■ Problem: Make the copy match the entries below exactly, with no pictures carried over.

■ Dataset entries:

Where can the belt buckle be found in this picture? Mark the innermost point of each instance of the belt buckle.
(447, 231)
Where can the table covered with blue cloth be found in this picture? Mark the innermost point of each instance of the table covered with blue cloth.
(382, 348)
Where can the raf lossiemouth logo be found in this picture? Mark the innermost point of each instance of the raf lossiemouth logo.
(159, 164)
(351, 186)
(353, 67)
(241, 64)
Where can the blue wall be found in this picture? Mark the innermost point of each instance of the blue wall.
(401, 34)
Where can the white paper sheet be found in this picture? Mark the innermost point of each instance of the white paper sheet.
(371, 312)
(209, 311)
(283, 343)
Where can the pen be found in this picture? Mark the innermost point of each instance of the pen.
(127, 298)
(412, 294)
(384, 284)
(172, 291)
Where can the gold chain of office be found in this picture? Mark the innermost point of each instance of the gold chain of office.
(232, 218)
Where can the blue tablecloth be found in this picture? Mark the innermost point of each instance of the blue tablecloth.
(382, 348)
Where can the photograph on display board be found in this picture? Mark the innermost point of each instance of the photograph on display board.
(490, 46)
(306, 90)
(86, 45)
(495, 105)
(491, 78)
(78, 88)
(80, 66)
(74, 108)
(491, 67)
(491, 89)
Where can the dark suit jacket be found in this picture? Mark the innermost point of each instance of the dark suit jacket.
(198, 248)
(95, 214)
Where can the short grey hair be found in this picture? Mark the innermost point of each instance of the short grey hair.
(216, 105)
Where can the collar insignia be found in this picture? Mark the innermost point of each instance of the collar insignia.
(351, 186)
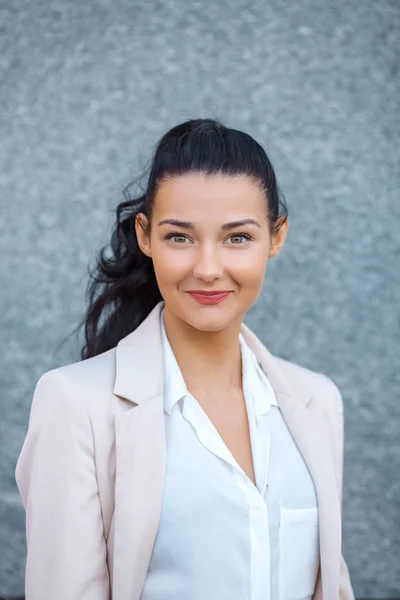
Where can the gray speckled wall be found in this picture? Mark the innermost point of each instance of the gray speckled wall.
(87, 89)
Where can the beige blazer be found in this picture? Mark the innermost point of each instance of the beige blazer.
(92, 467)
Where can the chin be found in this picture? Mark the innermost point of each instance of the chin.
(209, 322)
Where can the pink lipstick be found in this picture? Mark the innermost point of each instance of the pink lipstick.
(208, 297)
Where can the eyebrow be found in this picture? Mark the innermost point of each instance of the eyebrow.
(225, 226)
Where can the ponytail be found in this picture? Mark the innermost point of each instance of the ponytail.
(123, 289)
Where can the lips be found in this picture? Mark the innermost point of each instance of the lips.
(208, 297)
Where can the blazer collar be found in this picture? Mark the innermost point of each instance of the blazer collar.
(140, 362)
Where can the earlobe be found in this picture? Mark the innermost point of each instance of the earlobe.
(279, 238)
(143, 238)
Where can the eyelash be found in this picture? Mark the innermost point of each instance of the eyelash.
(244, 235)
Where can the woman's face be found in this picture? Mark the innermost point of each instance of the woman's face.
(210, 234)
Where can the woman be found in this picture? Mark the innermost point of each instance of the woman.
(181, 459)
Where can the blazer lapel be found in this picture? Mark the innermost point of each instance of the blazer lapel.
(140, 448)
(141, 457)
(311, 433)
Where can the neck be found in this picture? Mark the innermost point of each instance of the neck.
(208, 360)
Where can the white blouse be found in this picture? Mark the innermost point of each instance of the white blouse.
(221, 537)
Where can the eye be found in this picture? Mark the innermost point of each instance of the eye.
(240, 238)
(178, 238)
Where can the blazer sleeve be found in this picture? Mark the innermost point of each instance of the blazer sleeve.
(56, 478)
(345, 588)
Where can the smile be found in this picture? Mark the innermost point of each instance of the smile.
(208, 297)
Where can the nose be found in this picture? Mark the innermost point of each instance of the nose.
(208, 265)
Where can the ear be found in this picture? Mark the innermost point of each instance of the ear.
(142, 229)
(279, 236)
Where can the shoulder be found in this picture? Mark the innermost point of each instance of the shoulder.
(85, 384)
(317, 389)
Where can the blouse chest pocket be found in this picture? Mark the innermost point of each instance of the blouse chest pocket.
(299, 553)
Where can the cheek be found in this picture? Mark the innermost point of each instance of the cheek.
(249, 267)
(170, 266)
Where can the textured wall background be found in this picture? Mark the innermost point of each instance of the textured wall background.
(86, 91)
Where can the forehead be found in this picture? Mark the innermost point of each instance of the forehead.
(199, 193)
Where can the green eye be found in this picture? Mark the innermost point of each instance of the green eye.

■ Answer box:
Where can the belt buckle be found in this picture? Mark the innermost point of each instance of the belt buckle.
(447, 231)
Where can the table covered with blue cloth be found in this picture? Mark the innermost point of each instance of the table covered with blue cloth.
(382, 348)
Where can the raf lossiemouth logo be found in this picture? Mark the innermost point of each instance of the raf lossiemouth logo.
(159, 164)
(351, 186)
(353, 67)
(241, 64)
Where can the blue wall be found in this picture? Mark the innermost point of each instance of the blue wall.
(401, 34)
Where can the white paper sheet be found in this picture? Mark the innermost point of each instance of the white paper sheet.
(371, 312)
(209, 311)
(283, 343)
Where can the pen be found in this picture? Mark the innermost point of each instance of the pen.
(127, 298)
(412, 294)
(384, 284)
(172, 291)
Where can the gold chain of office be found in this picture? Mark the innermost point of each instance of the gold chain of office.
(232, 218)
Where can the blue tablecloth be found in this picture? Mark the innermost point of each instance of the blue tablecloth.
(382, 348)
Where can the photograph on display board be found in this picture? Mark the innermost point of each instance of the photograph on display board.
(490, 46)
(306, 90)
(86, 45)
(495, 105)
(491, 78)
(78, 88)
(80, 66)
(74, 108)
(491, 67)
(491, 89)
Where can the dark suit jacket be found in this picture? Mark the innermost point of each instance of the dark suit jacket.
(198, 248)
(95, 214)
Where can the short grey hair be found in this picture? Mark the innermost point of each instance of the short grey hair.
(216, 105)
Where can the collar insignia be found in this picture? Mark the innermost point of each instance of the collar insignia.
(351, 186)
Where can the gray speckled wall be found in this picture? Mark the innermost point of each instance of the gray speckled wall.
(87, 89)
Where can the beige blazer be found in this picture? Mark the innermost point of each instance of the beige blazer.
(92, 467)
Where can the chin be found in this picture? Mark the innermost point of each instance of the chin.
(209, 322)
Where can the pink lipstick be found in this picture? Mark the innermost point of each instance of the pink lipstick.
(208, 297)
Where can the eyebrow be found in this picture? Mark the innermost point of each instance of the eyebrow.
(225, 226)
Where can the ponytail be found in this picture? Mark the innermost point of each instance of the ponytail.
(123, 289)
Where can the lips be found in this picture? Mark the innermost point of each instance of the lips.
(208, 297)
Where can the blazer collar be found in this picture? Mark the innermost point of each instance of the blazer collar.
(140, 362)
Where can the earlobe be found in this picture? Mark the innermost point of each instance of the earlobe.
(279, 238)
(143, 238)
Where can the eyelash be found in this picture? Mark the innermost point of each instance of the eyelash.
(244, 235)
Where can the woman's face be found in this picture? Mark the innermost point of each instance of the woman's face.
(210, 234)
Where can the woman be found in this picture? Mark the innermost point of each instance of the woman.
(181, 459)
Where can the blazer lapel be found in this picture? Mark the innermost point of each instance of the blazer lapel.
(140, 448)
(141, 457)
(311, 433)
Where can the neck be found in this picture? Mark the innermost point of each instance of the neck.
(208, 360)
Where can the white blouse be found in this picture? Mark the innermost point of each instance of the white blouse.
(221, 537)
Where can the eye be found in this picture? Mark the innermost point of each instance of the eye.
(240, 238)
(178, 238)
Where can the blazer sleeve be found in this picture? Mark the innermost point of each instance of the blazer sleeve.
(56, 478)
(345, 588)
Where can the smile be found in this picture? Mark the innermost point of each instance of the smile.
(208, 297)
Where can the nose be found in this picture? Mark the innermost point of each instance of the nose.
(208, 265)
Where can the ear be found in this picture? Mark the innermost point of each instance of the ear.
(142, 229)
(279, 236)
Where can the shoulder be found in this picture? Mark the innermost point of each instance of the shoulder.
(85, 384)
(317, 389)
Where can the blouse chest pocket be found in this picture? Mark the innermost point of each instance of the blouse chest pocket.
(299, 553)
Where can the cheek be found in this picture? Mark the innermost point of each instance of the cheek.
(249, 267)
(170, 266)
Where can the textured wall background be found in this picture? Mark the innermost point of each instance of the textured wall background.
(86, 91)
Where can the forehead be found in this picture? Mark the innermost point of each instance of the forehead.
(199, 193)
Where can the green eye be found in this picture? Mark the innermost point of each instance of the green eye.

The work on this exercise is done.